■ Supplied data:
•••••
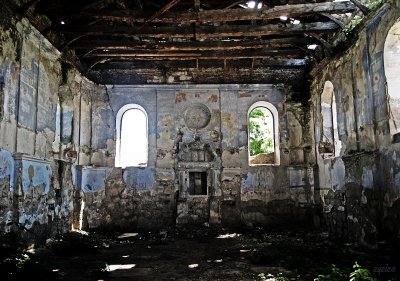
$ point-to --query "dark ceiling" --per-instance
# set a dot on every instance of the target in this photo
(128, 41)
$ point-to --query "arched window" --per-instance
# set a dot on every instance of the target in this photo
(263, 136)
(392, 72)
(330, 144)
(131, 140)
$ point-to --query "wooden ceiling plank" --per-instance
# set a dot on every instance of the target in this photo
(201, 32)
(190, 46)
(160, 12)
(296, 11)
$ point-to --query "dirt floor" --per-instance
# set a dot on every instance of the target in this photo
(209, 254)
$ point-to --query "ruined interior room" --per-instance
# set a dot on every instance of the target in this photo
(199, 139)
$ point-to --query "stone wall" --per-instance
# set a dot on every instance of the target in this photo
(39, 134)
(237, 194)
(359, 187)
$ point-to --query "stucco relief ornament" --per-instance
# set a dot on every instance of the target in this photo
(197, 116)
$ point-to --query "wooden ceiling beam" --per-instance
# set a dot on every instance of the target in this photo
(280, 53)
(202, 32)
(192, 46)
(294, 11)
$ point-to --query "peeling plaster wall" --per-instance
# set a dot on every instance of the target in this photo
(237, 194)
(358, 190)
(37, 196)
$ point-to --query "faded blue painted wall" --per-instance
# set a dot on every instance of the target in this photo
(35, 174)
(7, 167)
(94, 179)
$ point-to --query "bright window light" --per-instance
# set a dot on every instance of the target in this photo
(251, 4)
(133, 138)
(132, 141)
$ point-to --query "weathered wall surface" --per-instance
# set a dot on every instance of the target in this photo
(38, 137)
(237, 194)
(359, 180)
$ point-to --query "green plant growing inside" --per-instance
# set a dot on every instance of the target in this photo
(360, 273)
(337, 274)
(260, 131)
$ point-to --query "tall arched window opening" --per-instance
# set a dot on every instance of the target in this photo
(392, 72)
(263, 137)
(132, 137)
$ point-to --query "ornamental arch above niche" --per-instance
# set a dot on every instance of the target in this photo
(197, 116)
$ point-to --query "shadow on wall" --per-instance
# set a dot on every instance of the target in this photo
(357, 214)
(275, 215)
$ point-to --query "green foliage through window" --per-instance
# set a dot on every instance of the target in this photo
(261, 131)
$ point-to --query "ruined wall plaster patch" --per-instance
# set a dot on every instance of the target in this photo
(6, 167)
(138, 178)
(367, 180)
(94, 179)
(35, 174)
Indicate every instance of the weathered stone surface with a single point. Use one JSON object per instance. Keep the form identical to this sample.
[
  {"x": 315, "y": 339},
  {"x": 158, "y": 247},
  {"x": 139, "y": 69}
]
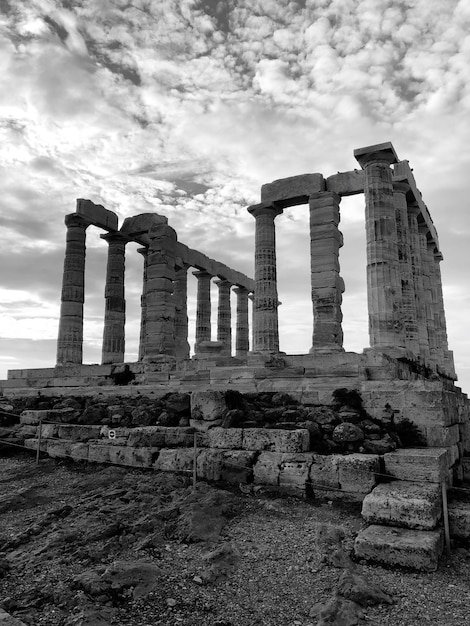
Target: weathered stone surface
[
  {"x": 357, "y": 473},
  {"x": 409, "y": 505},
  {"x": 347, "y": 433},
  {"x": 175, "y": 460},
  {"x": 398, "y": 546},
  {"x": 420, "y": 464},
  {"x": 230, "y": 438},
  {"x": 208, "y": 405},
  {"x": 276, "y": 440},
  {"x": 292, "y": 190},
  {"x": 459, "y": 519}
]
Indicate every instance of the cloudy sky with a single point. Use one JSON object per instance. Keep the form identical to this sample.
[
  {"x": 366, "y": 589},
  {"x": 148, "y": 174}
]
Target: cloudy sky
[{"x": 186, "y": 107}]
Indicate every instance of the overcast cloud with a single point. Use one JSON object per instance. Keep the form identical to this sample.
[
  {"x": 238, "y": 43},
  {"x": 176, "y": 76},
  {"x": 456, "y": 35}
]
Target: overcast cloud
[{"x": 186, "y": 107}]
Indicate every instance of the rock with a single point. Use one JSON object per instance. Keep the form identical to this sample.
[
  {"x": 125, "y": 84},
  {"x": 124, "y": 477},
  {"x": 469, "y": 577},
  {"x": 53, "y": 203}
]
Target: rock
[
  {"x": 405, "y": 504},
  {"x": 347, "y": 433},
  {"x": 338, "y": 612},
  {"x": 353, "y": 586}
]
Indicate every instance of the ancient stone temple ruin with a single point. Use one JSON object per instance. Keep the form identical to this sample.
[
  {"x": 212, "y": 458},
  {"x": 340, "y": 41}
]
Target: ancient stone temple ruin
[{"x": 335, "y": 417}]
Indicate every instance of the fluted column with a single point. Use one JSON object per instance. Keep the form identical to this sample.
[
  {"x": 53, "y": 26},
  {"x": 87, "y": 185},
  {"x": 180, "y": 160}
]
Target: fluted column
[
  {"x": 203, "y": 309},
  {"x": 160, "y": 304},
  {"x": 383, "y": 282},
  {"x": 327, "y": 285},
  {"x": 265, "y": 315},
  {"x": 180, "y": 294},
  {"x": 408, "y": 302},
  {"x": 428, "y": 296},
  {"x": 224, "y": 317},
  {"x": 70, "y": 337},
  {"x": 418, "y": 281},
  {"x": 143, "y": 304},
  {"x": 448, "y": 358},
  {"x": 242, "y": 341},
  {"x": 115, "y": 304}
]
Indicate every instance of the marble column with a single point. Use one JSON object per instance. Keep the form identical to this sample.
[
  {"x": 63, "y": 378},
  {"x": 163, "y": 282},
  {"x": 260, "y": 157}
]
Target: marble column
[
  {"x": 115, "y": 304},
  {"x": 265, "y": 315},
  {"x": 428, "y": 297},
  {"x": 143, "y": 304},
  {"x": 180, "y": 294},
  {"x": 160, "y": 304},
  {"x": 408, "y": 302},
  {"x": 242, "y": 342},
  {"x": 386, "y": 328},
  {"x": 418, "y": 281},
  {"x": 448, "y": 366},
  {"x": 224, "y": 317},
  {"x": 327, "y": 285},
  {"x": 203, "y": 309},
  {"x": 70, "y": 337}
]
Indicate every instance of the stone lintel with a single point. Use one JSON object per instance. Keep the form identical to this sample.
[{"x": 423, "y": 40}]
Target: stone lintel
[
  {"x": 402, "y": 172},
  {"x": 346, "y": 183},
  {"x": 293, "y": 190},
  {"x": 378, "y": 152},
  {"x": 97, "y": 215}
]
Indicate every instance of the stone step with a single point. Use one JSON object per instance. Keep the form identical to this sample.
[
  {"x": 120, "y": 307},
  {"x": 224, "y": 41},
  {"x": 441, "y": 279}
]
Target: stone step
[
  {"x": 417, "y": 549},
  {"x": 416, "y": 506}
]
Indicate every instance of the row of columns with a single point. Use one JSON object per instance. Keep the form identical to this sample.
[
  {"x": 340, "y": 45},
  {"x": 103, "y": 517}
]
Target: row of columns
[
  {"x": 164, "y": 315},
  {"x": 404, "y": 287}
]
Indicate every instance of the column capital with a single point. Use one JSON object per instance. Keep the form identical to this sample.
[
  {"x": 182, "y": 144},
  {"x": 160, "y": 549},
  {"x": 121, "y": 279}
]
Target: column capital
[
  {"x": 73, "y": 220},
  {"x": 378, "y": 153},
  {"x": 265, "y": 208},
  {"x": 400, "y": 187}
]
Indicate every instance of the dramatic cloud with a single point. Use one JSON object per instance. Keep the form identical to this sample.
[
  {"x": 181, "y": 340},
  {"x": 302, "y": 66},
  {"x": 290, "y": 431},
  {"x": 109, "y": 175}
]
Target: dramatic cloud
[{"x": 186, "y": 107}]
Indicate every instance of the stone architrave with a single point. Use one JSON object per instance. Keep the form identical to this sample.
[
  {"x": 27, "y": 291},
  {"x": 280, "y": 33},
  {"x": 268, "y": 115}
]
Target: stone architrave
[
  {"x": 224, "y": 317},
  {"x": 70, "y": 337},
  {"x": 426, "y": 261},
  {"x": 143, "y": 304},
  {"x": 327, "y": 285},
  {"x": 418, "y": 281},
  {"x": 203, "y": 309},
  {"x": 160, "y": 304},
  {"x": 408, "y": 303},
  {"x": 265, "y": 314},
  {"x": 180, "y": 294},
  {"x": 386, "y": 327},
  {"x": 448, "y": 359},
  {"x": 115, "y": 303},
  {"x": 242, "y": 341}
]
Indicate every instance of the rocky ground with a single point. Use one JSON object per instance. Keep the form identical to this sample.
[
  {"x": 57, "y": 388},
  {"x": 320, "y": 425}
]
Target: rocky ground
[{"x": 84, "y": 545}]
•••••
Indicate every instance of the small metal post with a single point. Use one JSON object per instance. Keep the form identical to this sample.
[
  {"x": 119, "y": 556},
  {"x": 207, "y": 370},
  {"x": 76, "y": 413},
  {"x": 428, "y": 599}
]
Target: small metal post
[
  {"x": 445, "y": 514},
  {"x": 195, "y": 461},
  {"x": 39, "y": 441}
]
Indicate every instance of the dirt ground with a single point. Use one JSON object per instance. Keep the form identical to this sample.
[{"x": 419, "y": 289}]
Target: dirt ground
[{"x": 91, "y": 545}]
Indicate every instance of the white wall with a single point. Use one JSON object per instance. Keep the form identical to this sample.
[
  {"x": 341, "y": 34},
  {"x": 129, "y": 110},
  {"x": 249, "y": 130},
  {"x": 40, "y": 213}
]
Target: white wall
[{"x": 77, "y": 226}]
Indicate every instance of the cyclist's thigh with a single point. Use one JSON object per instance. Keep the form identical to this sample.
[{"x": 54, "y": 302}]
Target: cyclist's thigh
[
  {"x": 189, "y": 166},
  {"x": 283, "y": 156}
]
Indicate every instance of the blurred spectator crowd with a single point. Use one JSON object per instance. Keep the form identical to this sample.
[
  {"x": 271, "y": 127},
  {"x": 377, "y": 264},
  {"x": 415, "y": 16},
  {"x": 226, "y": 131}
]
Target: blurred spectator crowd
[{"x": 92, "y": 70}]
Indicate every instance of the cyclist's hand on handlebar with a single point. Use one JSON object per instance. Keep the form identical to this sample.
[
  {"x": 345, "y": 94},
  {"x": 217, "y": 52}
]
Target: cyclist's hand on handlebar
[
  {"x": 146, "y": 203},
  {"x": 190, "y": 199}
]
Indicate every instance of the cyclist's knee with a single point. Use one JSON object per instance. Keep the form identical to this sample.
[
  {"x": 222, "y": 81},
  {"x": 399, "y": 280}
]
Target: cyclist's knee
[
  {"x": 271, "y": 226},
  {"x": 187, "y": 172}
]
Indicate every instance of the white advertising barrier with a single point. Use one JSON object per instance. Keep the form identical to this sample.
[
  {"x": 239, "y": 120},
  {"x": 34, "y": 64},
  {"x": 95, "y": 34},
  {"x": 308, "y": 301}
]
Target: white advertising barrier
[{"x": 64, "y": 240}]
•••••
■ Task instructions:
Please copy every line in the entries where "ceiling" appears.

■ Reply:
$ point-to --query "dark ceiling" --per-instance
$ point-to --query "wooden ceiling plank" --per-instance
$ point-to --query "wooden ceiling beam" --per-instance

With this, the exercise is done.